ZAWARTOŚĆ ZBIORU DANYCH -
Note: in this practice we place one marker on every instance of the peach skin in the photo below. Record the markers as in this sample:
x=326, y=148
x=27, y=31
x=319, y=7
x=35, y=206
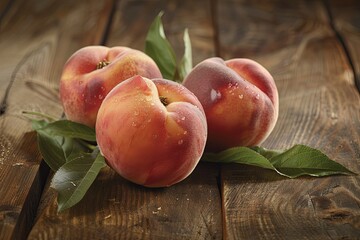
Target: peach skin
x=151, y=132
x=240, y=100
x=91, y=72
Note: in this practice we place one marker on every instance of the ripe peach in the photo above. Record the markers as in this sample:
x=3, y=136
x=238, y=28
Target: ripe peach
x=240, y=100
x=91, y=72
x=151, y=132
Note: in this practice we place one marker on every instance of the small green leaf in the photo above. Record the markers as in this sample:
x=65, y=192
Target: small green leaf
x=159, y=49
x=186, y=62
x=70, y=129
x=297, y=161
x=51, y=150
x=303, y=160
x=75, y=177
x=241, y=155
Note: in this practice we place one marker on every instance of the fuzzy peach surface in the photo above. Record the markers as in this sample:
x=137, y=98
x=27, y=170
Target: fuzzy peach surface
x=91, y=72
x=240, y=100
x=152, y=133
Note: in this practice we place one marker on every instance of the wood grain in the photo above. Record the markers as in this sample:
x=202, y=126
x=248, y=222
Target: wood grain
x=34, y=48
x=319, y=106
x=114, y=208
x=131, y=25
x=346, y=22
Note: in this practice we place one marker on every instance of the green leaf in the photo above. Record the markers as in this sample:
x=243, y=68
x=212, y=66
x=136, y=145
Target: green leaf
x=297, y=161
x=186, y=62
x=70, y=129
x=51, y=150
x=241, y=155
x=159, y=49
x=303, y=160
x=75, y=177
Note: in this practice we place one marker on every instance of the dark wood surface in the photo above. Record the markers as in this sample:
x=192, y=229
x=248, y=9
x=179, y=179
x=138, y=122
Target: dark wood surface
x=312, y=49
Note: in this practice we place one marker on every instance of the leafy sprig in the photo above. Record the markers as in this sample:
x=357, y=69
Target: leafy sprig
x=71, y=151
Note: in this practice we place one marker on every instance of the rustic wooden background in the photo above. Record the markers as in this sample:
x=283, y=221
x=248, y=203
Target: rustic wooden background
x=312, y=48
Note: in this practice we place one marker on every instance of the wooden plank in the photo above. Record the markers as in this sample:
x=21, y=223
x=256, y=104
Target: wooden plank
x=36, y=39
x=319, y=106
x=346, y=21
x=113, y=208
x=130, y=27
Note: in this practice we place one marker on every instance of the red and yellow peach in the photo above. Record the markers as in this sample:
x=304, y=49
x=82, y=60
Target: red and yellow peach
x=151, y=132
x=240, y=100
x=91, y=72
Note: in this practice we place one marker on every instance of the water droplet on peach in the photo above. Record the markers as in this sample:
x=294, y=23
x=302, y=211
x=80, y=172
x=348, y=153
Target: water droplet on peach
x=214, y=95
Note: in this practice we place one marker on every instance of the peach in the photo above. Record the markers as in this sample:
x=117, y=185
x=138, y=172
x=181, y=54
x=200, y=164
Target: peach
x=240, y=100
x=151, y=132
x=91, y=72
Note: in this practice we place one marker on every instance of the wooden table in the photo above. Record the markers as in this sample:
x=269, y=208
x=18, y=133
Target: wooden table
x=312, y=48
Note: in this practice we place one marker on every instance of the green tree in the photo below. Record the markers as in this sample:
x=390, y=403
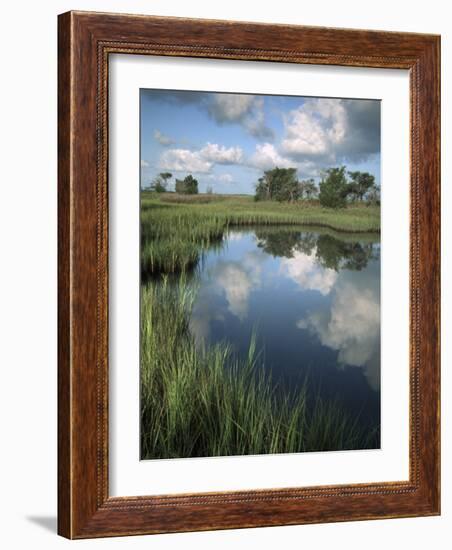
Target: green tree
x=333, y=188
x=361, y=183
x=187, y=186
x=373, y=196
x=160, y=182
x=308, y=189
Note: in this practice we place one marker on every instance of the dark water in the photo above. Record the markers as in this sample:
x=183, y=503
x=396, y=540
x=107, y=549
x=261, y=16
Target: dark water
x=313, y=300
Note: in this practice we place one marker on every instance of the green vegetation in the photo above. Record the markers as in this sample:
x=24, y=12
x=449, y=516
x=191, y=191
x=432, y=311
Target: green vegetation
x=187, y=186
x=160, y=182
x=209, y=403
x=206, y=401
x=176, y=229
x=334, y=191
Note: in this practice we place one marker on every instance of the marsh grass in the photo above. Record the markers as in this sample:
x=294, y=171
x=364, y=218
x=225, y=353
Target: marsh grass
x=176, y=232
x=208, y=402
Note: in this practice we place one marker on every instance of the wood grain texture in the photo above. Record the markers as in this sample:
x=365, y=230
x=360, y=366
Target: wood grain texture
x=85, y=42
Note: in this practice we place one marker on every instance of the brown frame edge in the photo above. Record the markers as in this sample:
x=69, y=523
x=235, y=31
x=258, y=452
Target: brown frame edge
x=85, y=40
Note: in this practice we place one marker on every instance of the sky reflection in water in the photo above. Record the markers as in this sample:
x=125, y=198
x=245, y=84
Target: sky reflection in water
x=312, y=298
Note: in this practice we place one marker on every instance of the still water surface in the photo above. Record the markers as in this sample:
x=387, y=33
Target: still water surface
x=313, y=300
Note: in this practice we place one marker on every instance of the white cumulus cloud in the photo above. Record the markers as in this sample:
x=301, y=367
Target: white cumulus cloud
x=246, y=110
x=162, y=139
x=201, y=161
x=315, y=128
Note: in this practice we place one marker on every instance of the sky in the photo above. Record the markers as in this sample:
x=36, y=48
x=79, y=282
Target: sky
x=226, y=141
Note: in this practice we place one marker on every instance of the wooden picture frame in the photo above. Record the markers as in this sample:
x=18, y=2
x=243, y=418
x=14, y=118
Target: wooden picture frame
x=85, y=42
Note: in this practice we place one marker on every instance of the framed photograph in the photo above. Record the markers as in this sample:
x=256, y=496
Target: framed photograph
x=248, y=275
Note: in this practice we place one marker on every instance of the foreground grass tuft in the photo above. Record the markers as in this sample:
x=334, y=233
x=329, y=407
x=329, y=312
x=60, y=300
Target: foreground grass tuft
x=206, y=402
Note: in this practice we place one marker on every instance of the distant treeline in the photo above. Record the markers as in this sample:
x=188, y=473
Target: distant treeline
x=187, y=186
x=337, y=187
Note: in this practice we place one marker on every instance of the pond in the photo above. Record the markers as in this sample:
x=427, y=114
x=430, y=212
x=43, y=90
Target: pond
x=313, y=300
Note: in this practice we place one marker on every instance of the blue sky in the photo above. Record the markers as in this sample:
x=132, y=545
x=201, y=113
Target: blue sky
x=227, y=140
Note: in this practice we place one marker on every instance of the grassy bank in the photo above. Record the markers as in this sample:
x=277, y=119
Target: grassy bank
x=209, y=403
x=175, y=229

CO NALEŻY ZROBIĆ -
Przedstaw wszystkie wiersze powyższych pozycji jako listę JSON złożoną z łańcuchów znaków, po jednym łańcuchu na każdy wiersz, z pominięciem pustych wierszy. Obrazów nie umieszczaj w odpowiedzi.

OCZEKIWANY WYNIK -
[
  "Note: in this practice we place one marker on every instance of the peach skin in the photo below. Record the markers as in this sample:",
  "x=326, y=148",
  "x=27, y=31",
  "x=319, y=7",
  "x=35, y=206",
  "Target: peach skin",
  "x=151, y=132",
  "x=240, y=100",
  "x=91, y=72",
  "Note: in this practice we place one marker on every instance of the ripe peach in the photo above. Record the markers as in this sample:",
  "x=3, y=136",
  "x=238, y=28",
  "Target: ripe peach",
  "x=240, y=100",
  "x=91, y=72",
  "x=151, y=132",
  "Note: in this practice we place one marker on every instance of the small green leaf in the photo above. Record the markers as in this sample:",
  "x=65, y=192",
  "Target: small green leaf",
  "x=159, y=49",
  "x=186, y=62",
  "x=70, y=129",
  "x=297, y=161",
  "x=51, y=150",
  "x=303, y=160",
  "x=75, y=177",
  "x=241, y=155",
  "Note: in this practice we place one marker on every instance of the fuzzy peach surface in the photo above. Record the markers as in this sample:",
  "x=137, y=98",
  "x=27, y=170",
  "Target: fuzzy peach surface",
  "x=91, y=72",
  "x=240, y=100",
  "x=152, y=133",
  "Note: in this practice we place one marker on every instance of the wood grain in the photo above. Record the markers as in this sample:",
  "x=202, y=126",
  "x=248, y=222",
  "Target: wood grain",
  "x=34, y=48",
  "x=319, y=106",
  "x=114, y=208",
  "x=131, y=25",
  "x=346, y=22",
  "Note: in this practice we place one marker on every instance of the green leaf in the photo above. Record the markers as in this sample:",
  "x=243, y=68",
  "x=212, y=66",
  "x=136, y=145",
  "Target: green leaf",
  "x=297, y=161",
  "x=186, y=62",
  "x=70, y=129",
  "x=51, y=150",
  "x=241, y=155",
  "x=159, y=49",
  "x=303, y=160",
  "x=75, y=177",
  "Note: in this practice we place one marker on every instance of the dark wood surface in the photo above. Record the markers as in this sample:",
  "x=192, y=229",
  "x=248, y=9",
  "x=179, y=179",
  "x=138, y=122",
  "Target: dark wood surface",
  "x=312, y=49",
  "Note: in this practice we place one marker on every instance of the leafy sprig in the photo above. Record the markers as in this sample:",
  "x=357, y=69",
  "Target: leafy sprig",
  "x=71, y=151",
  "Note: in this practice we place one marker on every instance of the rustic wooden background in the photo above. Record the markers as in this sample:",
  "x=283, y=221",
  "x=248, y=203",
  "Target: rustic wooden background",
  "x=312, y=48",
  "Note: in this practice we place one marker on every instance of the wooden plank in the photo above. Record the markers as in this sample:",
  "x=21, y=223",
  "x=256, y=104",
  "Target: wooden plank",
  "x=36, y=39",
  "x=319, y=106",
  "x=346, y=21",
  "x=113, y=208",
  "x=130, y=27",
  "Note: in this practice we place one marker on every instance of the red and yellow peach in the photo above. Record the markers as in this sample:",
  "x=304, y=49",
  "x=82, y=60",
  "Target: red and yellow peach",
  "x=151, y=132",
  "x=240, y=100",
  "x=91, y=72",
  "Note: in this practice we place one marker on every instance of the water droplet on peach in the photo above. Record the markers as in this sample:",
  "x=294, y=23",
  "x=302, y=211",
  "x=80, y=172",
  "x=348, y=153",
  "Target: water droplet on peach",
  "x=214, y=95",
  "Note: in this practice we place one marker on every instance of the peach in the photo above. Record the markers as in this sample:",
  "x=117, y=185",
  "x=138, y=172",
  "x=181, y=54",
  "x=200, y=164",
  "Target: peach",
  "x=240, y=100",
  "x=151, y=132",
  "x=91, y=72",
  "Note: in this practice we place one marker on every instance of the wooden table in the photo above. Record the markers as in this sample:",
  "x=269, y=208",
  "x=18, y=133",
  "Target: wooden table",
  "x=312, y=48",
  "Note: in this practice we place one marker on every instance of the green tree in the photo below. Record the markers as in this sample:",
  "x=390, y=403",
  "Target: green tree",
  "x=333, y=188",
  "x=361, y=183",
  "x=187, y=186",
  "x=373, y=196",
  "x=160, y=182",
  "x=308, y=189",
  "Note: in this practice we place one marker on every instance of the dark water in the photo above. Record the markers as in this sample:",
  "x=183, y=503",
  "x=396, y=540",
  "x=107, y=549",
  "x=261, y=16",
  "Target: dark water",
  "x=313, y=300",
  "Note: in this practice we place one marker on every instance of the green vegetation in the photo above. Record the markers as in this sample:",
  "x=24, y=12",
  "x=449, y=516",
  "x=191, y=191",
  "x=432, y=311",
  "Target: green vegetation",
  "x=187, y=186",
  "x=160, y=182",
  "x=209, y=403",
  "x=206, y=401",
  "x=176, y=229",
  "x=334, y=191",
  "Note: in this practice we place one marker on every instance of the marsh grass in the photo above. Record the markers as in this sample:",
  "x=294, y=171",
  "x=364, y=218",
  "x=225, y=353",
  "Target: marsh grass",
  "x=176, y=232",
  "x=208, y=402",
  "Note: in this practice we place one marker on every instance of the wood grain texture in the photo above. Record the markers as in this sample:",
  "x=365, y=230",
  "x=360, y=366",
  "Target: wood grain texture",
  "x=85, y=42",
  "Note: in this practice we place one marker on every instance of the brown frame edge in the photo above. Record the markers as in this sample:",
  "x=69, y=523",
  "x=235, y=31",
  "x=258, y=452",
  "Target: brown frame edge",
  "x=85, y=40",
  "Note: in this practice we place one marker on every instance of the sky reflection in water in the photo above. Record the markers as in this sample:",
  "x=125, y=198",
  "x=245, y=84",
  "Target: sky reflection in water",
  "x=312, y=298",
  "Note: in this practice we place one marker on every instance of the still water surface in the photo above. Record the markers as in this sample:",
  "x=387, y=33",
  "Target: still water surface",
  "x=313, y=300",
  "Note: in this practice we place one marker on every instance of the white cumulus cloud in the photo above. Record the markers as in this sample:",
  "x=301, y=367",
  "Target: white cumulus cloud",
  "x=246, y=110",
  "x=162, y=139",
  "x=201, y=161",
  "x=315, y=128",
  "Note: in this practice we place one marker on every instance of the sky in the photo above. Record the markers as in this sample:",
  "x=36, y=48",
  "x=79, y=282",
  "Target: sky",
  "x=226, y=141",
  "Note: in this practice we place one marker on every instance of the wooden picture frame in the photo above. Record the markers as in this sample:",
  "x=18, y=2",
  "x=243, y=418",
  "x=14, y=118",
  "Target: wooden picture frame",
  "x=85, y=42",
  "Note: in this practice we place one marker on every instance of the framed photograph in the photo above. Record the markers as in this sample:",
  "x=256, y=496",
  "Target: framed photograph",
  "x=248, y=275",
  "Note: in this practice we place one marker on every instance of the foreground grass tuft in the photo above. Record the markers as in this sample:",
  "x=334, y=233",
  "x=329, y=407",
  "x=329, y=312",
  "x=60, y=300",
  "Target: foreground grass tuft",
  "x=206, y=402",
  "Note: in this practice we place one marker on every instance of the distant treeline in the photo above. Record the markers as in this sample:",
  "x=188, y=473",
  "Target: distant treeline",
  "x=187, y=186",
  "x=337, y=187",
  "Note: in this practice we place one marker on every instance of the pond in the photo above. Record the markers as in this sample:",
  "x=427, y=114",
  "x=430, y=212",
  "x=43, y=90",
  "Target: pond",
  "x=313, y=300",
  "Note: in this practice we place one marker on every instance of the blue sky in the photo above. Record the markers as in this sample:",
  "x=132, y=545",
  "x=201, y=113",
  "Target: blue sky",
  "x=227, y=140",
  "Note: in this practice we place one marker on every instance of the grassy bank in the photo above. Record the markers as in this sample:",
  "x=277, y=119",
  "Target: grassy bank",
  "x=209, y=403",
  "x=175, y=229"
]